所给数据
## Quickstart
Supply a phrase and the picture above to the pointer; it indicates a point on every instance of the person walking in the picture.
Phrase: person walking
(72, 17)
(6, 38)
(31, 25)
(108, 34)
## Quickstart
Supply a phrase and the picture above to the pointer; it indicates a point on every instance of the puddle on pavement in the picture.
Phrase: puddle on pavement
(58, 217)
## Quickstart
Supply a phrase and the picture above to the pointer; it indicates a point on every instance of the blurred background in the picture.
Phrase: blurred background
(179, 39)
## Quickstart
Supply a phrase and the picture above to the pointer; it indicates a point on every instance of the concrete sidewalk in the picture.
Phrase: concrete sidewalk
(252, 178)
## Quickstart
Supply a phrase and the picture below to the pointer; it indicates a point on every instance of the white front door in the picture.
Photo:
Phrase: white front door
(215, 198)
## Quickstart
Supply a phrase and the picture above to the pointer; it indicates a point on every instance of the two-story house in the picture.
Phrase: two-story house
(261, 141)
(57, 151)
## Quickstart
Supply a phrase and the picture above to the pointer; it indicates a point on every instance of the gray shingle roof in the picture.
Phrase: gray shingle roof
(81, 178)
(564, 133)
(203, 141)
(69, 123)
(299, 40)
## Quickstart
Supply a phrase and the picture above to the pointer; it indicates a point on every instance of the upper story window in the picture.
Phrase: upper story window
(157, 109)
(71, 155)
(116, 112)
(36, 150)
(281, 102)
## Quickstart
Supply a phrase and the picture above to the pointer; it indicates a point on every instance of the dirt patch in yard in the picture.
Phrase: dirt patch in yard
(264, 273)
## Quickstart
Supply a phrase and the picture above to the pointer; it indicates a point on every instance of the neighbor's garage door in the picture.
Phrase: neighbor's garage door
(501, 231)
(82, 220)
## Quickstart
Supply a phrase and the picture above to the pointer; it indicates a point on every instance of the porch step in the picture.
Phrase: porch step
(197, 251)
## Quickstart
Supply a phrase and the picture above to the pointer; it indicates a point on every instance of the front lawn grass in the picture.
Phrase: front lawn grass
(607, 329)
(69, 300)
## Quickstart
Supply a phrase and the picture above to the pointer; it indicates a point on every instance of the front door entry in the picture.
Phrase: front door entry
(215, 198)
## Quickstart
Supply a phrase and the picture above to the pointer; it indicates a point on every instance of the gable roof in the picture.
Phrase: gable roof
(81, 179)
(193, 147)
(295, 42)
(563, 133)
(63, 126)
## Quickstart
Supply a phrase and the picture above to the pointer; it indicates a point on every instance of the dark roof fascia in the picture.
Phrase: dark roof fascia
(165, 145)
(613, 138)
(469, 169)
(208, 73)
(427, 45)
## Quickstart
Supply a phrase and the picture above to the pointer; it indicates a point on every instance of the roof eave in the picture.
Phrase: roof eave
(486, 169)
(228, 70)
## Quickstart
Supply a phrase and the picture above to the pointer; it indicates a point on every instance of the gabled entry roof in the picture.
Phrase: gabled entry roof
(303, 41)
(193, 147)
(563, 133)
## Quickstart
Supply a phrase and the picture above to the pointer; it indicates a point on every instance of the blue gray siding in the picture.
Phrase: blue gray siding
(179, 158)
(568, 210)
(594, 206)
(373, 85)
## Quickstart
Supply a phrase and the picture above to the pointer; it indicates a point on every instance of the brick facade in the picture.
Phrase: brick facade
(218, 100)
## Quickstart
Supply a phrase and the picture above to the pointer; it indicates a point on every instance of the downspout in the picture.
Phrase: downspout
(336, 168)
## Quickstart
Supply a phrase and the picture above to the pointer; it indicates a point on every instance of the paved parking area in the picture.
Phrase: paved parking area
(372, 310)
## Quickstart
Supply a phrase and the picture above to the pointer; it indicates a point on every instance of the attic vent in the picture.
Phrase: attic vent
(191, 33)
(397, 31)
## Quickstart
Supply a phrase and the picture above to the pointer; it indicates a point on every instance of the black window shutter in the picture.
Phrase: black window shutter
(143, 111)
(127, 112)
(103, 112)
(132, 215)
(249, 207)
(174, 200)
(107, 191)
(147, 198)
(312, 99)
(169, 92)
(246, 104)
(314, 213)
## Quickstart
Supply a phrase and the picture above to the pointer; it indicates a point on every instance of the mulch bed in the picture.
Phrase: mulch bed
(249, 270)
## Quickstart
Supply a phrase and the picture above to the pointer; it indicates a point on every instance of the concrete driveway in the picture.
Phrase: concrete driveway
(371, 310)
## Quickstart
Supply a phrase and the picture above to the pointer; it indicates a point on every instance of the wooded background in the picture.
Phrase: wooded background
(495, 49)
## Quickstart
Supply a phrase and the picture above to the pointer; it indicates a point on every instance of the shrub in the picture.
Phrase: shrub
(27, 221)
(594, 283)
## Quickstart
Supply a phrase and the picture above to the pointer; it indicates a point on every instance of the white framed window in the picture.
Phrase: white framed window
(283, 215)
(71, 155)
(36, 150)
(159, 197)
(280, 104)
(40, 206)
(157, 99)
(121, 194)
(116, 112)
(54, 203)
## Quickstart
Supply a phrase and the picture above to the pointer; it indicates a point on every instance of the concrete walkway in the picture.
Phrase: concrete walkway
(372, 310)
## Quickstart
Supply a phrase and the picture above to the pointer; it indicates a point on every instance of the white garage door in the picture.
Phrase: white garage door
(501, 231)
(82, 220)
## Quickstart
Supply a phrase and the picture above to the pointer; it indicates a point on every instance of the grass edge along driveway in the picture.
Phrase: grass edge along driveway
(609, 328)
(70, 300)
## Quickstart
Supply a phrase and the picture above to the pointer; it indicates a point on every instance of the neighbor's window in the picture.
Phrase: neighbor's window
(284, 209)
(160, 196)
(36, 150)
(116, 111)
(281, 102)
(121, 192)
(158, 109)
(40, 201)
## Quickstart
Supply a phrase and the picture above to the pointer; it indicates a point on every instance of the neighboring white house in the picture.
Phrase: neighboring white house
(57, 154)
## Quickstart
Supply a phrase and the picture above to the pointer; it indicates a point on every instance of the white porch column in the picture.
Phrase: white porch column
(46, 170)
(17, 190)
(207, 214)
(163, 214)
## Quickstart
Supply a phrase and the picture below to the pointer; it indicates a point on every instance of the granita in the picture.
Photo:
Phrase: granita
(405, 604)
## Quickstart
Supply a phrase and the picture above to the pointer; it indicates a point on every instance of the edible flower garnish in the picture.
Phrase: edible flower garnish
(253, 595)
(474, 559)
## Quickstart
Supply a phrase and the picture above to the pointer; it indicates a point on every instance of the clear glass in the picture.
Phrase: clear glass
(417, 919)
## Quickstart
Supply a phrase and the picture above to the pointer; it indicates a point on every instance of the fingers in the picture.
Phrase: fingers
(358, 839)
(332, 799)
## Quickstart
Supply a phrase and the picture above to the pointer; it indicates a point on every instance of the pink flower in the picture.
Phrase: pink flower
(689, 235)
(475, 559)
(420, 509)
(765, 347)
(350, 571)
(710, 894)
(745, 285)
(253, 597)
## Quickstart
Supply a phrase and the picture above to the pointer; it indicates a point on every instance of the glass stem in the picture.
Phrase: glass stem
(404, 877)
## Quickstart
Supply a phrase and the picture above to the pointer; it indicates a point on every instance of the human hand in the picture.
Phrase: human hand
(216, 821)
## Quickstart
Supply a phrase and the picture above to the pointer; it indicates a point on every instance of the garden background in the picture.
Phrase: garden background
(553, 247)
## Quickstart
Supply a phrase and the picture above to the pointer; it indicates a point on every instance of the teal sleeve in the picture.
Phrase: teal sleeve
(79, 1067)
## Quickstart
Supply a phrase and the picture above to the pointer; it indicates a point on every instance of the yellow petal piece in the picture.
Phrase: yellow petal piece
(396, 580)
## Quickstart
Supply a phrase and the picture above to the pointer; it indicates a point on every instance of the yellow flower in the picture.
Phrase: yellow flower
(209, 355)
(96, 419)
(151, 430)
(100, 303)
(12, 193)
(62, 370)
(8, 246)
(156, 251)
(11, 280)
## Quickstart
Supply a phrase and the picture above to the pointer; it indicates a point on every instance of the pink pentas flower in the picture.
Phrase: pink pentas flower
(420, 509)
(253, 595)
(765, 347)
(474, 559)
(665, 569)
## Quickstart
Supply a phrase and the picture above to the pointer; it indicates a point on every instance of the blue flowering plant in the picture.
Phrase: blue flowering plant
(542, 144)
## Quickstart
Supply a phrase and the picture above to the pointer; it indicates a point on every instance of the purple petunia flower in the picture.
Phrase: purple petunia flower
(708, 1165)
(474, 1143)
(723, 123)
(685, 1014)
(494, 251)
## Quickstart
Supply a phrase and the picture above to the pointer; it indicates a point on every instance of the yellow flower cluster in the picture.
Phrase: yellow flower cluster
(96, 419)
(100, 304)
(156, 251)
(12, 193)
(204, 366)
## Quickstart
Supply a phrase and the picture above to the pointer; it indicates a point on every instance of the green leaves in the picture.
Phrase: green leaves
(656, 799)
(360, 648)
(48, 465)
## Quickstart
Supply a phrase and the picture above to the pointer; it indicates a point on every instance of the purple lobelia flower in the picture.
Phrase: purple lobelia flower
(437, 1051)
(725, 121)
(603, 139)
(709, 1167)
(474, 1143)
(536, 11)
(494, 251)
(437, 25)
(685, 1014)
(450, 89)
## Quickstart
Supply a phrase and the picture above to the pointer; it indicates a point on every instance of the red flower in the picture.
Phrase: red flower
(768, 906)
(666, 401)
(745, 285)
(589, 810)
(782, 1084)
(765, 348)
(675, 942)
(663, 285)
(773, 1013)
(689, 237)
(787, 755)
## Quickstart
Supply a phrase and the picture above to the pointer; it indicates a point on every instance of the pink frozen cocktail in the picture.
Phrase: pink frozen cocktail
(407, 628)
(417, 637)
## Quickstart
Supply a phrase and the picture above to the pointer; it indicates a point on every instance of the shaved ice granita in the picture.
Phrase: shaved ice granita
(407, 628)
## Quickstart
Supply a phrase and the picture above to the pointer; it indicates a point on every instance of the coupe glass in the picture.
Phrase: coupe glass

你的任务
把上面所有含有字符串“white”的行逐一照抄列出，大小写须一致。

已完成任务
Supply a phrase and the picture below to the pointer; it indicates a point on every instance of the white front door in the picture.
Phrase: white front door
Supply a phrase and the picture above to the pointer; it indicates a point on every instance of the white framed window in the picture.
Phrase: white framed window
Supply a phrase and the picture above to the pointer; it indicates a point on every instance of the white garage door in the picture.
Phrase: white garage door
Supply a phrase and the picture above to the pointer; it indicates a point on every instance of the neighboring white house in the picture.
Phrase: neighboring white house
Supply a phrase and the picture above to the pointer; it indicates a point on every instance of the white porch column in the picture.
Phrase: white porch column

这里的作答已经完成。